= Excerpted passage =
--------------------
Classical music is keeping a surprising number of people sane during lockdown – including me
A Mozart symphony or a Sibelius tone poem can have a calming effect, writes Andy Martin
Even if Covid-19 can induce anosmia, crippling our sense of taste and smell, it has no detrimental effect on hearing. Lockdown has, if anything, sharpened our auditory senses and we are increasingly seeking consolation in music. We were forced to drop out, so we tuned in and turned on.
But what kind of music strikes the right note? A new survey from the Royal Philharmonic Orchestra shows that, even if we are not going to concerts, we are listening to more orchestral music in isolation than in the same period last year (51 per cent in 2020, a mere 22 per cent in spring 2019; and more young people than old; and more in London than the South West). Before you say that these are obvious results from such research, I should add that the research was carried out by respectable market researchers using a sample of over 2,000 people.
To state an interest: I’ve got a couple of ancient vinyl recordings done by the RPO (English orchestral works, Thomas Beecham conducting). And I once heard them playing all the Beethoven symphonies at the Royal Albert Hall, although not on the same night. Now they normally play at Cadogan Hall, as well as recording film soundtracks and trying to increase access and performing in homeless shelters.
According to the survey, people say that orchestral music has stopped them going completely loopy in lockdown. A Mozart symphony or a Sibelius tone poem can have a calming effect. Probably more so than Metallica or Motorhead, I would guess. Are we therefore going more “classical” in isolation? Other classics I have been listening to – notably on the daily manic bike ride that is a substitute for the gym – include King Crimson, Led Zeppelin and Dido. But as the RPO suggests, I probably have been listening to more “orchestral” music than before. Elisabeth Schwarzkopf singing Mahler’s Four Last Songs was a standout. Pure ataraxia.
On the other hand, I’ve increasingly adopted an anything-goes attitude under lockdown. A good friend, who is a country music fan, got me to listen to “If I Die Young” by The Band Perry. I was taken with it and not only because of the cheerfully doom-laden lyrics to do with being buried in satin or floating away down the river, not to mention the laugh-out-loud line, “after I’m a goner” (to rhyme with “dollar”). Guitarists in Stetsons are no more ridiculous than bassoonists in black tie and tails.
I am probably not going to listen to Abba more than I normally would, but even I admit to a slight pang at the absence of the Eurovision Song Contest (even if that is 90 per cent roller-skating and dancing and generally mucking about).
--------------------
= Information provided =
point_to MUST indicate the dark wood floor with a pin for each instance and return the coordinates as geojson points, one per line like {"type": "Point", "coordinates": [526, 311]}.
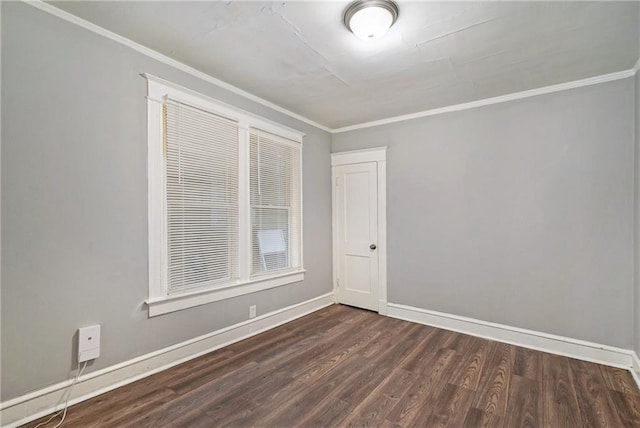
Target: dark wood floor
--------------------
= Using the information =
**A.** In the essay on music during lockdown, how many people were in the sample for the Royal Philharmonic Orchestra survey?
**B.** Write the next part of the essay on music during lockdown, starting after its final paragraph.
The listing is separate from the essay on music during lockdown.

= Per-task answers =
**A.** Over 2,000 people.

**B.**
David Byrne (formerly of Talking Heads) in his How Music Works argues that it is the space in which music is played, be it mediaeval monastery or New Orleans bar, that determines the kind of music that is being composed. But I think you could equally argue that the context in which it is heard also makes a difference to what we listen to.
Lockdown may have us reaching for particular sounds, music that is capable of immunising us against all the worries of the world. The sound of lockdown, for me at any rate, has been more polyphonic than orchestral, with sublime choirs singing Thomas Tallis or Palestrina, or “Night Tracks” with Sara Mohr-Pietsch on Radio 3. Perhaps a good Requiem, by Fauré or Duruflé, is akin to “If I Die Young”. All music effortlessly transports us beyond a particular time and space, takes us to other times and other places. It’s also good, as another friend said, for drowning out ambulance sirens and noisy neighbours.
But lockdown will surely go down in history as the time when we could not go to live gigs, whether to the Royal Philharmonic or Stormzy, and were forced to remember our favourite ones. What is happening, for example, to the Roundhouse in Chalk Farm? I was there not long ago for a performance by my sons’ band, Lunch Money Life. I used to be their roadie until they gave me the sack for running out of petrol, and I can’t even see them these days, except online, but at least I have been able to listen to their “Superego” or “God Complex”. A Spanish radio station said they were “imposible de categorizar”.
They sometimes talk, appropriately enough, of making “apocalyptic” music. But as one of them said recently in an interview, “It sounds fine when you talk about the apocalypse on the record sleeve, but it’s effing inconvenient when it slaps you in the face.”